*Dataset rows*
--------------------------------------------------

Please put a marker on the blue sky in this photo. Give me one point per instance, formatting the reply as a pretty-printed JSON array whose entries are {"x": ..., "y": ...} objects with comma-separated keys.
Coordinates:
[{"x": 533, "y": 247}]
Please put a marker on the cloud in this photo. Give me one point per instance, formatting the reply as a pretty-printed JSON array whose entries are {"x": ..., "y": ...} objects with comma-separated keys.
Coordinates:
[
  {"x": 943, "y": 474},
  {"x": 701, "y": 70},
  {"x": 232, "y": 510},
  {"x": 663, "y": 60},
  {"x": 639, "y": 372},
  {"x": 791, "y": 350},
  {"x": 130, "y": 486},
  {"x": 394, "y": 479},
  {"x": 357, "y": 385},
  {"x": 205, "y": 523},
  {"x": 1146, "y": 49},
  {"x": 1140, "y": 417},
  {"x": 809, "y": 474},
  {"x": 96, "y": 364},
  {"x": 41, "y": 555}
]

--------------------------------------------------

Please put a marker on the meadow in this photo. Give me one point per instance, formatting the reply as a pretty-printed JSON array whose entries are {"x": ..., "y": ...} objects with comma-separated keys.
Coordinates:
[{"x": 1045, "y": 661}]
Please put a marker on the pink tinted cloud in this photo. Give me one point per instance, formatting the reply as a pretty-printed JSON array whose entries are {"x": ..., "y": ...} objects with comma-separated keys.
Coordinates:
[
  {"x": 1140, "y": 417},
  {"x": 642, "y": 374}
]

--------------------------------------------------

*Set problem*
Find every line in the records above that contains the string "cloud" and copy each one out in full. Treat the match as case-sensitive.

*Response below*
Please put a marker on the cloud in this photo. Give me one point per instance, formatting the reply as a pretty-printed JSON array whose entries are {"x": ..., "y": ...} objects with comma-separated keys.
Please put a marker on the pink tinted cloud in this photo. Give me one point per instance, formatting the reply as a pretty-printed JSON array whose entries are {"x": ..., "y": ...} objects with comma-separated keys.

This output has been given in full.